[START]
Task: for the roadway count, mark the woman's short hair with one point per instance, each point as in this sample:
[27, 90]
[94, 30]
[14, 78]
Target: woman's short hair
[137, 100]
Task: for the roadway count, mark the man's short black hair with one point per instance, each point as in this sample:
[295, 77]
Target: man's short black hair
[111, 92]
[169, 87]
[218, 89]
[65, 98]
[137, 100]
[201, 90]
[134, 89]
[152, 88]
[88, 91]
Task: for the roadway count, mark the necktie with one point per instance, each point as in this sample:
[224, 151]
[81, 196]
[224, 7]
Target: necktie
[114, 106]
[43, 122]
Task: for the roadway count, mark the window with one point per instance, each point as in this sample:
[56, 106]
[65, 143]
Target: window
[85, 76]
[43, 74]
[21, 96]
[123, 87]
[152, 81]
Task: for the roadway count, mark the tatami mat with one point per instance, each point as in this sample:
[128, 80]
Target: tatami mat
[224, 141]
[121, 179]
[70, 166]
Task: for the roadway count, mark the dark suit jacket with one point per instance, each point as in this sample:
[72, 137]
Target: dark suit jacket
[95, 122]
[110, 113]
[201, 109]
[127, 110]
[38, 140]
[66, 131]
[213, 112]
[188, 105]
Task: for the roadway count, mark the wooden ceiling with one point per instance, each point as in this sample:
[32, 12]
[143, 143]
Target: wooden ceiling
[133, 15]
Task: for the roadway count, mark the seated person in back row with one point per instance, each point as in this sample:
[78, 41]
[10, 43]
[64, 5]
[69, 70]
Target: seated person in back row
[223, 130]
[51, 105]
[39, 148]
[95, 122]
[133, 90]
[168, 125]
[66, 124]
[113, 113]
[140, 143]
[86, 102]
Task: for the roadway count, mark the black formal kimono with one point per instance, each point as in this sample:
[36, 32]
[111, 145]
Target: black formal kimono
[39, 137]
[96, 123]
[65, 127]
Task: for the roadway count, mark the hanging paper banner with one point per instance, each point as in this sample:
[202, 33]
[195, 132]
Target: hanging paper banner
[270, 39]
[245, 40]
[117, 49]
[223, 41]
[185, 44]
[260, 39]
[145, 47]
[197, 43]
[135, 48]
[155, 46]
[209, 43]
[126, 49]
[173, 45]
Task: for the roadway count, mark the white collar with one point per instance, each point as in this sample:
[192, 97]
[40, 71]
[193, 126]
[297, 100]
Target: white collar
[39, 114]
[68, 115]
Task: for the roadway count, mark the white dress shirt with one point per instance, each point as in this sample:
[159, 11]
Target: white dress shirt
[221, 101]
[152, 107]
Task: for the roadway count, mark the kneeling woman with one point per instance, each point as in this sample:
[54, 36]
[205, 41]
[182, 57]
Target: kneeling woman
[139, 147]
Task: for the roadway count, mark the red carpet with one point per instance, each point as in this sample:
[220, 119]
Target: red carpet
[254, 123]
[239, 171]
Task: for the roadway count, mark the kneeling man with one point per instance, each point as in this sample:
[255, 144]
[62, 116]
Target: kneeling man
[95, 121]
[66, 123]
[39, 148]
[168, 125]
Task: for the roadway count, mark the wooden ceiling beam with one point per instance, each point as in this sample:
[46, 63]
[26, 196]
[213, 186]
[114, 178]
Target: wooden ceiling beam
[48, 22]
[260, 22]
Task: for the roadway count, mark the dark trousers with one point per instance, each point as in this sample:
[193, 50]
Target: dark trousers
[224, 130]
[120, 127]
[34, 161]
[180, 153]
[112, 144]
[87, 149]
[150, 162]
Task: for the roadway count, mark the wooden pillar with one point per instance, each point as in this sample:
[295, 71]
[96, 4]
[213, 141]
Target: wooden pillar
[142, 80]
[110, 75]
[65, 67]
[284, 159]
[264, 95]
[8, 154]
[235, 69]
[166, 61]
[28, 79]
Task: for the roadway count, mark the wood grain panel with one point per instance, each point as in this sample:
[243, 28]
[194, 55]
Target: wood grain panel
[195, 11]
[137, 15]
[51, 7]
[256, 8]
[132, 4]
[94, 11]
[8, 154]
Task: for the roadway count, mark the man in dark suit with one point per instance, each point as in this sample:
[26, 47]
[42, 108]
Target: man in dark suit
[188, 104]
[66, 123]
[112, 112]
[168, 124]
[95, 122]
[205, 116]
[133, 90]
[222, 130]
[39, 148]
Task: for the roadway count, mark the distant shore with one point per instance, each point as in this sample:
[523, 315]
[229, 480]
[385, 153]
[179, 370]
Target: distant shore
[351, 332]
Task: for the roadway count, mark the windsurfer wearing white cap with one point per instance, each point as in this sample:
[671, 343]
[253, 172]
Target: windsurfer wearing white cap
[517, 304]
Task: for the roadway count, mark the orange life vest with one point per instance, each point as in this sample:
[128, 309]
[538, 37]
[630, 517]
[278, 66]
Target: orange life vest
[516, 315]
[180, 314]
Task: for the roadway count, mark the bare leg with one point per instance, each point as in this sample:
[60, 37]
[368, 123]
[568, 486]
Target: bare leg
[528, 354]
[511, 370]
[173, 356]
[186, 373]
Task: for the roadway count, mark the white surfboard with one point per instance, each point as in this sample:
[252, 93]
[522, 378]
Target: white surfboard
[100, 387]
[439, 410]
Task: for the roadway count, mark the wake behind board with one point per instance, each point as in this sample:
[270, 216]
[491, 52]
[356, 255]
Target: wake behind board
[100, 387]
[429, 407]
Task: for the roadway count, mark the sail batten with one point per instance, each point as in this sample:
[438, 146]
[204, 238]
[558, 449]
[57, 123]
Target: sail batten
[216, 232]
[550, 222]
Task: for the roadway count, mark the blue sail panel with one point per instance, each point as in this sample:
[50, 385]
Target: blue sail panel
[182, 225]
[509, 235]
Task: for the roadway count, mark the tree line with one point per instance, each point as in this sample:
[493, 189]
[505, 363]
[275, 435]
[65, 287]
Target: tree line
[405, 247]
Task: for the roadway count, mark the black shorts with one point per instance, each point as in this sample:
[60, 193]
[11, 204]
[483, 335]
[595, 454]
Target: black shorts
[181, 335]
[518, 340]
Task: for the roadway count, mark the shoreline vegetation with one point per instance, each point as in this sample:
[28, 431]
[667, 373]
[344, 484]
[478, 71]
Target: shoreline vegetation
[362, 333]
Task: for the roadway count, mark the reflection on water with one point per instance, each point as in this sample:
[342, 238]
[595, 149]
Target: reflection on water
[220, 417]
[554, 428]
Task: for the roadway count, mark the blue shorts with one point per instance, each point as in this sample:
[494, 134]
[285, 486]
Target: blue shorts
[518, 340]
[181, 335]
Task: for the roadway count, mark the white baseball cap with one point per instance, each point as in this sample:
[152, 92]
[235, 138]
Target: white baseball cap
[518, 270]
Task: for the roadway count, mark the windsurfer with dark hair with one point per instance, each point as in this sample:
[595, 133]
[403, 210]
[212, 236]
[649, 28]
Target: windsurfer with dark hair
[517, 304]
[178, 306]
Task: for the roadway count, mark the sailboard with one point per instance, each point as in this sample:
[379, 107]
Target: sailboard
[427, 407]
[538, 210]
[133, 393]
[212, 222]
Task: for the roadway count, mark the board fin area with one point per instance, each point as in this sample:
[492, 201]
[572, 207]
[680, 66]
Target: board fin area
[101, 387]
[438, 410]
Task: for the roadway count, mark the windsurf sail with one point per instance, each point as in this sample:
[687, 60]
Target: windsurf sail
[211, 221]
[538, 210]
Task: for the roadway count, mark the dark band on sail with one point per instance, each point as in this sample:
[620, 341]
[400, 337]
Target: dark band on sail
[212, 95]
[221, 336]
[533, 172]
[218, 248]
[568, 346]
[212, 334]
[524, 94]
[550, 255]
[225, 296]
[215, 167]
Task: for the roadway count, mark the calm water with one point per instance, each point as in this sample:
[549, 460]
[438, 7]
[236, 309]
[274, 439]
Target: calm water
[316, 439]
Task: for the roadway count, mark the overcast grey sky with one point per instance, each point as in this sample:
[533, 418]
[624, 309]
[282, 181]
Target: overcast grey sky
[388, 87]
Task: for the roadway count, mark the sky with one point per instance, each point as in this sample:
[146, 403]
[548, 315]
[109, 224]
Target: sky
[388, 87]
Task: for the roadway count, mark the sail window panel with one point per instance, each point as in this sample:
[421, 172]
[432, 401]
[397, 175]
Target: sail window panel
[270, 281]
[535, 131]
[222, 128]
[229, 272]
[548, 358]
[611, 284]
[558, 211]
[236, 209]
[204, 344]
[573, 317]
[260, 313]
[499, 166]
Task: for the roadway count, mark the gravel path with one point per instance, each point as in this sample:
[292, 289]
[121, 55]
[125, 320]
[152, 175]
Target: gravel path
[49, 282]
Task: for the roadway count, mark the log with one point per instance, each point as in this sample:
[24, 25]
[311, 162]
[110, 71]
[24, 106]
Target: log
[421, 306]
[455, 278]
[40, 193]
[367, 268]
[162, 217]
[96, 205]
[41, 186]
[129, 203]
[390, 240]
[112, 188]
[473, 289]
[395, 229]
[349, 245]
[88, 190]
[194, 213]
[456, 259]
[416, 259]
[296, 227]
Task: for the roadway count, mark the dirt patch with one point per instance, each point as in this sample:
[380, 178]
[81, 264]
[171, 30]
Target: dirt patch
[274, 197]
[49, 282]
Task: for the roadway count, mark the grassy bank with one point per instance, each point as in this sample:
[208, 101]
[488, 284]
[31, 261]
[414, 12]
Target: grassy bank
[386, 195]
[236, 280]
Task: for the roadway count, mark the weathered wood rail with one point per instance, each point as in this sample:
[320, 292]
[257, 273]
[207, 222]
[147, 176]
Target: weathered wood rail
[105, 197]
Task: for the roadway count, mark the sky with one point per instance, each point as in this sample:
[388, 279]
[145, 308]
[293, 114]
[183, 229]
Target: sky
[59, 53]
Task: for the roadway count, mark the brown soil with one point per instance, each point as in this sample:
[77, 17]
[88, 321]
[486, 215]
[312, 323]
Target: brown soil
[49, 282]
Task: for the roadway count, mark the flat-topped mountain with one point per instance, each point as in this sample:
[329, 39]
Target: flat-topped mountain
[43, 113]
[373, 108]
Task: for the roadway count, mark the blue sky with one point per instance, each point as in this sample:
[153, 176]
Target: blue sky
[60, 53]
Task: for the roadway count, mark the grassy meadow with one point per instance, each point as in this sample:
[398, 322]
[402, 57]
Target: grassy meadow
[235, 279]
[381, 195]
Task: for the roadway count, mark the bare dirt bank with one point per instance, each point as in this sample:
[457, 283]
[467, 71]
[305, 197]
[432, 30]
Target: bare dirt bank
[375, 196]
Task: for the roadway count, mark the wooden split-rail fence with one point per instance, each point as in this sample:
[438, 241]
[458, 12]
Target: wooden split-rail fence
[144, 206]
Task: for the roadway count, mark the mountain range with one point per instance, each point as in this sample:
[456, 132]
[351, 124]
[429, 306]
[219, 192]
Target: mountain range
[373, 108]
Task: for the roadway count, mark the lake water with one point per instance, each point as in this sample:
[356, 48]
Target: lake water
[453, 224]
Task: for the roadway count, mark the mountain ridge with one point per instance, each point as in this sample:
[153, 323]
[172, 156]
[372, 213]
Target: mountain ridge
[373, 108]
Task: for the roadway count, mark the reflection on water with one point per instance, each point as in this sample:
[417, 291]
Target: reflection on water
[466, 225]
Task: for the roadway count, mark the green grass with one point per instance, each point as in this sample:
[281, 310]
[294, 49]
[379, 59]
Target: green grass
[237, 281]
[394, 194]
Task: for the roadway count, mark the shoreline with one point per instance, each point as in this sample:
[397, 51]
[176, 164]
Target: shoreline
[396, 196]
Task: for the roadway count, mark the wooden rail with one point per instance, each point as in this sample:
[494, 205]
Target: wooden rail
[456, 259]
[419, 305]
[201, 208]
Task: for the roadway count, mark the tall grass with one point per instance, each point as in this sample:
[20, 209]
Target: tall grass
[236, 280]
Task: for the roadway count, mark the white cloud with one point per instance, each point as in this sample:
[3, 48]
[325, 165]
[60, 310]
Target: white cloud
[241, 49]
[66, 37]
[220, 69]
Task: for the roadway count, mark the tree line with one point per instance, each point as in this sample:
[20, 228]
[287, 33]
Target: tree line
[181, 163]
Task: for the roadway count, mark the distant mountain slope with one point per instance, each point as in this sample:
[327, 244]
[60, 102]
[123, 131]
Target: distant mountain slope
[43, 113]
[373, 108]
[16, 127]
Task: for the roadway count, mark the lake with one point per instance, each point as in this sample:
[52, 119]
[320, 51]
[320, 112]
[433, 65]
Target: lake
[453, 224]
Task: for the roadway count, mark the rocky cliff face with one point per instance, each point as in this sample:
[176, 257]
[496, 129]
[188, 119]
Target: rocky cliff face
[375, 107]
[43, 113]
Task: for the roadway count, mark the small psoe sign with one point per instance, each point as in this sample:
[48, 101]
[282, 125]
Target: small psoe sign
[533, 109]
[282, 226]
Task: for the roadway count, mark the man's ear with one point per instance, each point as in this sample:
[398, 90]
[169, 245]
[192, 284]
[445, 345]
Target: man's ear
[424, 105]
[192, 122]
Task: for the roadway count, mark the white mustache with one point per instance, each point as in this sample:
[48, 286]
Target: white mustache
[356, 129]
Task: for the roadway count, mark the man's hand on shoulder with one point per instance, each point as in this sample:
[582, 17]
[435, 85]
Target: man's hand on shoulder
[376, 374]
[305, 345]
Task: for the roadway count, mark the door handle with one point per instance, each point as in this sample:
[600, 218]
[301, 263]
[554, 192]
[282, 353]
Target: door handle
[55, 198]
[END]
**SET TASK:** All lines from the one that contains "Task: for the roadway count, mark the wooden rail" through the end of the material are to be quoted exactly, with both ends included.

**TASK RESPONSE:**
Task: for the roadway count, mark the wooden rail with one point per instance, each point as in this sample:
[494, 205]
Target: wooden rail
[456, 259]
[419, 305]
[201, 208]
Task: for the roadway count, mark the tall grass with one point per instance, each point as in this sample:
[20, 209]
Target: tall grass
[236, 280]
Task: for the roadway count, mark the white cloud with one point per instance, each point as in this sample:
[3, 48]
[325, 165]
[60, 310]
Target: white cloud
[241, 49]
[66, 37]
[220, 69]
Task: for the roadway count, mark the tree line with one point per instance, each point as in this sample:
[20, 228]
[287, 33]
Target: tree line
[181, 163]
Task: for the roadway count, mark the distant mountain slope with one point per instance, each point as in this sample:
[327, 244]
[60, 102]
[123, 131]
Target: distant mountain slope
[43, 113]
[373, 108]
[16, 127]
Task: for the roadway count, mark the lake with one point per instance, each point as in this sample:
[52, 119]
[320, 51]
[320, 112]
[433, 65]
Target: lake
[453, 224]
Task: for the roadway count, mark the rocky cliff face with one point per instance, each point as in this sample:
[176, 257]
[496, 129]
[188, 119]
Target: rocky cliff face
[375, 107]
[43, 113]
Task: for the roadway count, mark the small psoe sign with one point per instance, each point as in this sample:
[48, 101]
[282, 125]
Target: small psoe sign
[533, 109]
[282, 226]
Task: for the roadway count, mark the man's ear with one point per instance, each point as in this sample:
[398, 90]
[169, 245]
[192, 284]
[445, 345]
Target: man's ear
[424, 105]
[192, 122]
Task: for the roadway count, mark the white mustache with one point per instance, each point as in this sample:
[48, 286]
Target: white mustache
[356, 129]
Task: for the roadway count, mark the man's hand on shoulder with one point per instance, each point as in this sample:
[582, 17]
[435, 85]
Target: man's hand on shoulder
[376, 374]
[305, 345]
Task: for the roadway count, mark the door handle with one point per instance, each point as in this sample:
[600, 218]
[301, 263]
[554, 192]
[282, 353]
Target: door handle
[55, 198]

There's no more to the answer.